# EXTRACT TO READ
:::::

# My new website...II...



## Cruentus (Jul 5, 2004)

I asked this in the Modern Arnis forum. I am wondering from a general Filipino MA perspective....

What do you think of my new site? Technical and presentation errors will be working themselves out, but how about the content?

I used Geocities, because I am definatily an amature web designer!  :boing2: 

Site: http://www.geocities.com/paul_janulis/Home.html

Constructive criticism appreciated...

Paul
 :asian:


----------



## JPR (Jul 8, 2004)

The color mixture on the Ezine page doesn't work well.  I had a hard time reading the red (small print especially) on the blue back ground.  It made my eyes :erg:.


JPR


----------



## Enson (Jul 8, 2004)

might look better with a black backround. then your bright colors will stand out. try putting more pictures in there. thats what people like to see. i do some photography and i learned the value of a great picture. "worth a thousand words"
peace


----------



## Cruentus (Jul 8, 2004)

JPR said:
			
		

> The color mixture on the Ezine page doesn't work well.  I had a hard time reading the red (small print especially) on the blue back ground.  It made my eyes :erg:.
> 
> 
> JPR



Yes...I agree with that assessment!

 :asian:


----------



## Northern (Jul 8, 2004)

I believe I have Mastered your website, despite the unreadablity.   :asian:  artyon:


----------



## Cruentus (Jul 8, 2004)

:::::

# WHAT IS ASKED
**A.** Edit the part of the forum thread that opens with the words containing "## JPR (Jul" and closes with "Enson (Jul 8, 2004)", giving it again with "blue" replaced by "green".
**B.** Answer these questions about the forum thread.
(i) Which service did Cruentus use to build the new site?
(ii) What background color did Enson suggest?
(iii) On the Ezine page, what color was the text JPR found hard to read?
The listing that comes next is separate material, apart from the forum thread.

[Records contained in a dataset]
:::::

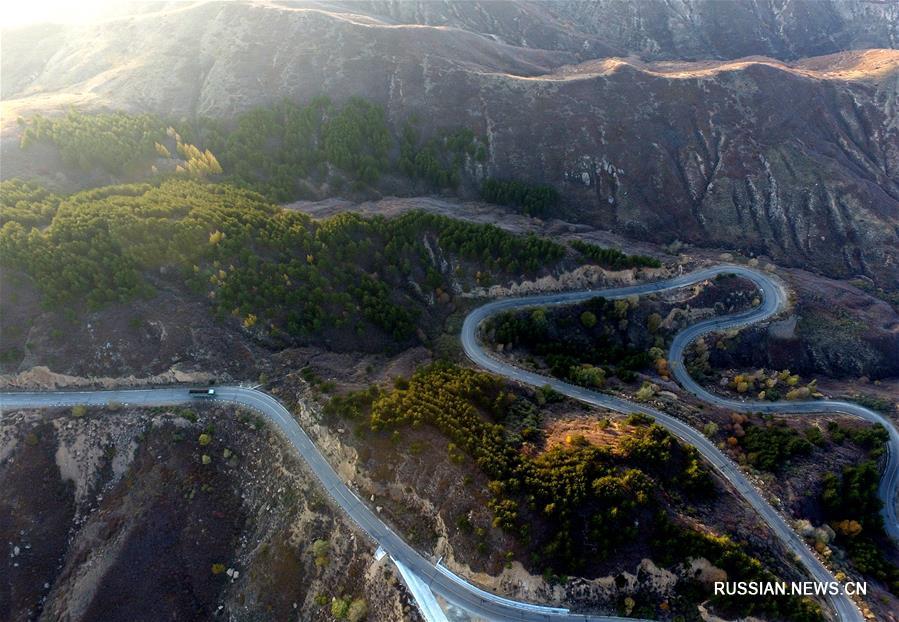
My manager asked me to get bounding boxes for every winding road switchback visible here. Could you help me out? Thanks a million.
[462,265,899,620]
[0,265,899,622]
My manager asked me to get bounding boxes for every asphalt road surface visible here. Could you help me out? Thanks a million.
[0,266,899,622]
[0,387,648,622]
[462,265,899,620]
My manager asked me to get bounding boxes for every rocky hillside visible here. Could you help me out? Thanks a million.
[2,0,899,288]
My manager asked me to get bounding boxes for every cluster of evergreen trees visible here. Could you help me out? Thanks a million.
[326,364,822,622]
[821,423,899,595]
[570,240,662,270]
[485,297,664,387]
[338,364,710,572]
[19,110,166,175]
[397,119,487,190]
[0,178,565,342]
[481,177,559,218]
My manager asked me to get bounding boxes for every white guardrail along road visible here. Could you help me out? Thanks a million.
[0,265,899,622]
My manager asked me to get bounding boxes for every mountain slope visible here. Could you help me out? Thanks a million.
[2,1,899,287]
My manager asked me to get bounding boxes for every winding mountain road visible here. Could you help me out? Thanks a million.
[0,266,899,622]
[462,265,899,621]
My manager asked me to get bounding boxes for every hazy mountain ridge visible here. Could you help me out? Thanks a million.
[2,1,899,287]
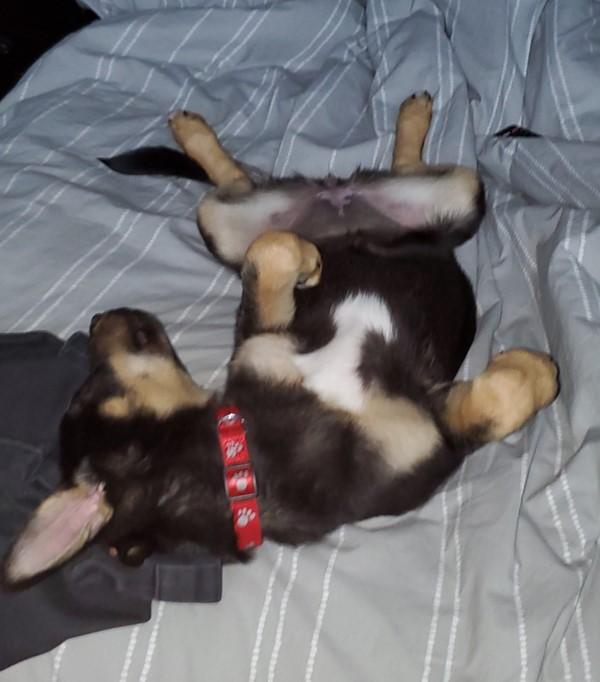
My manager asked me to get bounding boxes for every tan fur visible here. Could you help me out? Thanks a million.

:::::

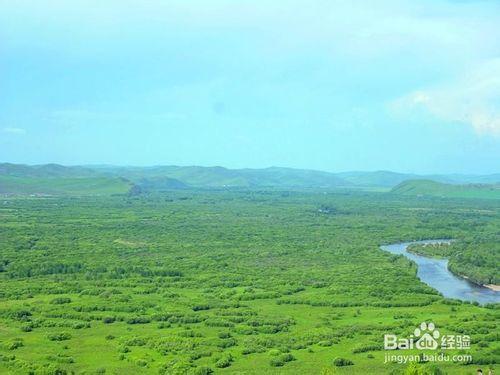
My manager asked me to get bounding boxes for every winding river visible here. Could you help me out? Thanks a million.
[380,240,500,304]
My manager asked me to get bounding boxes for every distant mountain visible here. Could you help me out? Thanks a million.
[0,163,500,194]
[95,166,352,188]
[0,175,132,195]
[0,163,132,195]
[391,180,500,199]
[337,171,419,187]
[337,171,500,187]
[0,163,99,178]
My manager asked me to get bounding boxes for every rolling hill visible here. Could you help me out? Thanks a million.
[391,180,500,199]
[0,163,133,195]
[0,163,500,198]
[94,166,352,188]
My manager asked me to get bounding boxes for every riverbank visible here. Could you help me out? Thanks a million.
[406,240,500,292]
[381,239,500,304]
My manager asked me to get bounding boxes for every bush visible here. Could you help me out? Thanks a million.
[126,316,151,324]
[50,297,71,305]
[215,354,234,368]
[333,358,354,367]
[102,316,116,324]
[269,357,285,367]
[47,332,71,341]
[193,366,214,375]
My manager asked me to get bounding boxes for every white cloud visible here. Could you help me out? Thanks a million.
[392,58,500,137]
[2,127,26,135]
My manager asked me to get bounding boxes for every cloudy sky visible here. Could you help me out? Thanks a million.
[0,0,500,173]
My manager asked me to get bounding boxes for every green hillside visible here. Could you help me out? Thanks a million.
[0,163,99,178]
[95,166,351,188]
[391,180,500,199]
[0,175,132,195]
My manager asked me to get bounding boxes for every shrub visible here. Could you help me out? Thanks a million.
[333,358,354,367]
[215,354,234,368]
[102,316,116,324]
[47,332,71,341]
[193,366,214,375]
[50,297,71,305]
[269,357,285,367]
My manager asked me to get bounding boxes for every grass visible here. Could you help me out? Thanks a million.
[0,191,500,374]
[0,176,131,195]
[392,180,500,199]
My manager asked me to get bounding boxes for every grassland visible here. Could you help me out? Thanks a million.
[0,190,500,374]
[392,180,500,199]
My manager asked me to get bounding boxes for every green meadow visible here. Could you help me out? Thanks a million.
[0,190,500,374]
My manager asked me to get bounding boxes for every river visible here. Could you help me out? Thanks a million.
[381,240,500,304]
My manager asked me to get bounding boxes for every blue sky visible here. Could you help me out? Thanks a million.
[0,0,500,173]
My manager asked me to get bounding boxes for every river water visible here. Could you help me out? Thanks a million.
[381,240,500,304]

:::::

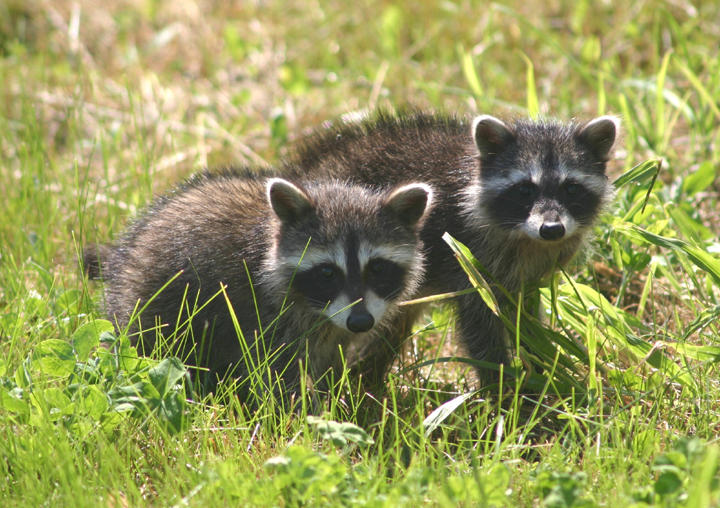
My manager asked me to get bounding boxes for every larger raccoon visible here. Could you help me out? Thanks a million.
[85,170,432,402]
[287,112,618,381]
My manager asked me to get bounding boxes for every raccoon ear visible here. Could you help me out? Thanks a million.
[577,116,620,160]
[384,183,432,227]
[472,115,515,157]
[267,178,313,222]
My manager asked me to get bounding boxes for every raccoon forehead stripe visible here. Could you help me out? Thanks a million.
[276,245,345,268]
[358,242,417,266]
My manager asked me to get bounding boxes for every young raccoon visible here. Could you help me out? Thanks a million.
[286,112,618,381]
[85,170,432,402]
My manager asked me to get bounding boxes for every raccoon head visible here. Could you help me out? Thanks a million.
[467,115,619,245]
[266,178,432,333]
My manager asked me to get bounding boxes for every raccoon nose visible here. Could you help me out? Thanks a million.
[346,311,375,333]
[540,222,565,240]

:::::

# SOLVED PROBLEMS
**A.**
## JPR (Jul 8, 2004)

The color mixture on the Ezine page doesn't work well.  I had a hard time reading the red (small print especially) on the green back ground.  It made my eyes :erg:.


JPR


----------



## Enson (Jul 8, 2004)

**B.**
(i) Geocities
(ii) Black
(iii) Red